• _TASK ITEM_:
An acceptable response holds only the line containing "Where can you see the terracotta" and every line after it to the end of the records, each reproduced exactly.

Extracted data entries
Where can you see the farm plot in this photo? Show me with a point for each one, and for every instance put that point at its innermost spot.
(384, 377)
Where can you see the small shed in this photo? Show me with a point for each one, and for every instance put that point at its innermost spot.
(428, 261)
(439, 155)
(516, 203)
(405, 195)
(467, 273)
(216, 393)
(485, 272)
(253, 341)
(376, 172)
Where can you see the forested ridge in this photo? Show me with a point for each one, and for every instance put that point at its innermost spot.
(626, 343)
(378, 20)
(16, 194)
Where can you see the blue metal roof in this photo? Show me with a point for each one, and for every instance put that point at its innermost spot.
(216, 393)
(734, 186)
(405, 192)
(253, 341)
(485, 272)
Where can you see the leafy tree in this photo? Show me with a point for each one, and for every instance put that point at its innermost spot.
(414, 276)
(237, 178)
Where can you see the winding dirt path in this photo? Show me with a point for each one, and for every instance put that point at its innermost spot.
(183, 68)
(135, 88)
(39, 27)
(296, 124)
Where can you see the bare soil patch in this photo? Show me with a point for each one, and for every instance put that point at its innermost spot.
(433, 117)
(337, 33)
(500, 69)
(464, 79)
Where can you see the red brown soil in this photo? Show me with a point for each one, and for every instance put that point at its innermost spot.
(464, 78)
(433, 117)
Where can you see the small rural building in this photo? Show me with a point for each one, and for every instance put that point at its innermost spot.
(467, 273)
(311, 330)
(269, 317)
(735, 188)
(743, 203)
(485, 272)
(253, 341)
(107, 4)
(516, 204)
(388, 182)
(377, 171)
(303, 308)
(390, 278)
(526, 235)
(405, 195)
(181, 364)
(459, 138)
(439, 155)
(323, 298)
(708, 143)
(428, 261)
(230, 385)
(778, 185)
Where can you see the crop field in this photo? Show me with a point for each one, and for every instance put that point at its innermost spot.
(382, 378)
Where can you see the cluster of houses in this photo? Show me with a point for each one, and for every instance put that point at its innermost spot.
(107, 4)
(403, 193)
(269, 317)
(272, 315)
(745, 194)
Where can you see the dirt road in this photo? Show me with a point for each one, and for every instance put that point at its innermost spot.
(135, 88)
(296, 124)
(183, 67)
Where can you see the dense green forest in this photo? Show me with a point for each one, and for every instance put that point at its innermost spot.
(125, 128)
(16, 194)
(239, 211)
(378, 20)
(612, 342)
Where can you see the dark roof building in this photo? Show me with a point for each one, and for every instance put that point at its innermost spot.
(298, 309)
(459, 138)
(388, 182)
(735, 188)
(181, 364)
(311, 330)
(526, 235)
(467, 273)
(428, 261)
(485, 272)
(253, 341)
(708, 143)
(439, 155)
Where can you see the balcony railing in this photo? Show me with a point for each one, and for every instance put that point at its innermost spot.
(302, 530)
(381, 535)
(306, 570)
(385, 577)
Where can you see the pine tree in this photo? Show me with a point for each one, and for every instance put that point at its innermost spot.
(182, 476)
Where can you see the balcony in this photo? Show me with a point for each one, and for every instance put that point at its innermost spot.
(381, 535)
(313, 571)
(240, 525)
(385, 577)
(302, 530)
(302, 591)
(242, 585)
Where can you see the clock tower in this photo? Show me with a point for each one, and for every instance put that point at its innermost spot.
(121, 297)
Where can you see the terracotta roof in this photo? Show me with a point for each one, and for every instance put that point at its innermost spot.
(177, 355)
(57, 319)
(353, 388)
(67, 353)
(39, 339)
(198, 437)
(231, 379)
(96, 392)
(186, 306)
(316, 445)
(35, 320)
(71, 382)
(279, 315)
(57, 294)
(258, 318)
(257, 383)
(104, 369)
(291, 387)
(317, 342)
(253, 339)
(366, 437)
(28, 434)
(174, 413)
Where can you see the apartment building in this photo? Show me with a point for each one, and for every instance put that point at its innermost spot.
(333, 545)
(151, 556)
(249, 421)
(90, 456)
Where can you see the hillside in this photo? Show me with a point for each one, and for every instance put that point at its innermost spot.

• _OUTPUT_:
Where can you see the terracotta roof in this photo? Show me with a point for each one, and for every instance put that point at its innermost spot.
(177, 355)
(57, 319)
(353, 388)
(67, 353)
(39, 339)
(198, 437)
(231, 379)
(96, 392)
(186, 306)
(316, 445)
(35, 320)
(71, 382)
(279, 315)
(57, 294)
(258, 318)
(257, 383)
(104, 369)
(291, 387)
(317, 342)
(253, 339)
(366, 437)
(28, 434)
(174, 413)
Where can you see the apartment building in this photo? Show me with a point for each one, and for every instance put that point at its innermost spot.
(333, 545)
(151, 556)
(249, 421)
(90, 456)
Where can you see the hillside in this photo? Show me with a point for each one, and for every instance put that point at its innermost spot.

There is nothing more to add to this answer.